Так вспоминал художник Кикоин, друг и земляк Сутина.
В ту пору и в богатых особняках гигиенические проблемы нередко еще решались в средневековом духе, а бедные обитатели «Улья», особенно те, кто приехал из «немытой России», тем более не смущались отсутствием цивилизации. Мучились более всего от зимней стужи и сырости, но, по счастью, в Париже холода нечасты, сквозь щели можно любоваться высоким и вольным небом Парижа, и воздух свободы с лихвой компенсировал убожество жилья.
Хоть «Улей» и располагался на окраине Парижа, его обитатели имели все основания ощущать себя в центре художественной жизни. В конце июля 1914 года Буше предоставил свою огромную мастерскую в «Улье» для показа картин французских художников и их русских собратьев, живущих в Париже, отобранных на большую Русско-французскую выставку, которая была намечена на осень того же года: Брак, Матисс, Майоль, Бурдель, Лорансен, Шагал, Мещанинов, Липшиц, Архипенко, Орлова, Кремень…
Пьяные скандалы, голод и даже неизбежные в художественном мире интриги, зависть – об этом известно много, недостоверно, а главное, все это уже не имеет решительно никакого значения. Была ведь в этом месте особая атмосфера доверия и добра, бескорыстия, понимания. Приятель Сутина и Кременя скульптор Лев (Леон) Инденбаум уже в старости с необычайной нежностью вспоминал:
Я жил один в сарае (в саду, окружавшем «Улей». – М. Г.), рядом с помойкой и статуей ангела, автор которой никому не был известен. Его крылья были оплетены розами, и мне нравилось любоваться ими. У меня не было никаких средств. Однажды утром булочница спросила меня: «Сколько хлеба в день вам нужно? Вам пришлют, сколько необходимо, и вы расплатитесь, когда сможете». Потом пришла очередь молочницы: «Сколько вы хотите сегодня молока?» Это было чудесно… Этим дамам не хватало только крыльев, чтобы быть ангелами! Я написал своей сестре: «Здесь живут чудом», и она ответила мне: «Умирают тоже чудом».

┄┄┄┄┄┄┄┄┄┄

__Задание__: Перепечатайте весь текст об «Улье» без единого изменения.

__Фрагмент данных__:
┄┄┄┄┄┄┄┄┄┄

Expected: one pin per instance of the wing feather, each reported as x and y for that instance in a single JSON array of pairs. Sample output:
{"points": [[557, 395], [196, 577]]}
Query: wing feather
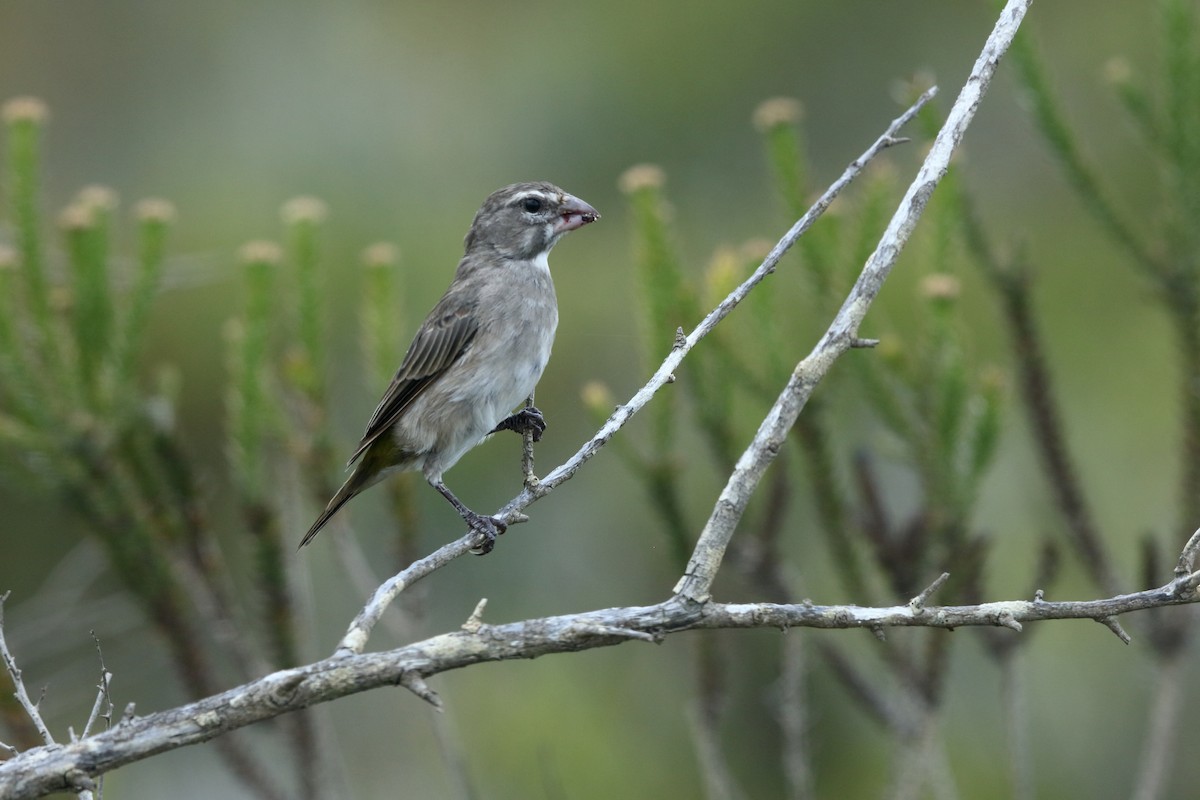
{"points": [[444, 336]]}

┄┄┄┄┄┄┄┄┄┄

__Ожидаемый ответ__:
Так вспоминал художник Кикоин, друг и земляк Сутина.
В ту пору и в богатых особняках гигиенические проблемы нередко еще решались в средневековом духе, а бедные обитатели «Улья», особенно те, кто приехал из «немытой России», тем более не смущались отсутствием цивилизации. Мучились более всего от зимней стужи и сырости, но, по счастью, в Париже холода нечасты, сквозь щели можно любоваться высоким и вольным небом Парижа, и воздух свободы с лихвой компенсировал убожество жилья.
Хоть «Улей» и располагался на окраине Парижа, его обитатели имели все основания ощущать себя в центре художественной жизни. В конце июля 1914 года Буше предоставил свою огромную мастерскую в «Улье» для показа картин французских художников и их русских собратьев, живущих в Париже, отобранных на большую Русско-французскую выставку, которая была намечена на осень того же года: Брак, Матисс, Майоль, Бурдель, Лорансен, Шагал, Мещанинов, Липшиц, Архипенко, Орлова, Кремень…
Пьяные скандалы, голод и даже неизбежные в художественном мире интриги, зависть – об этом известно много, недостоверно, а главное, все это уже не имеет решительно никакого значения. Была ведь в этом месте особая атмосфера доверия и добра, бескорыстия, понимания. Приятель Сутина и Кременя скульптор Лев (Леон) Инденбаум уже в старости с необычайной нежностью вспоминал:
Я жил один в сарае (в саду, окружавшем «Улей». – М. Г.), рядом с помойкой и статуей ангела, автор которой никому не был известен. Его крылья были оплетены розами, и мне нравилось любоваться ими. У меня не было никаких средств. Однажды утром булочница спросила меня: «Сколько хлеба в день вам нужно? Вам пришлют, сколько необходимо, и вы расплатитесь, когда сможете». Потом пришла очередь молочницы: «Сколько вы хотите сегодня молока?» Это было чудесно… Этим дамам не хватало только крыльев, чтобы быть ангелами! Я написал своей сестре: «Здесь живут чудом», и она ответила мне: «Умирают тоже чудом».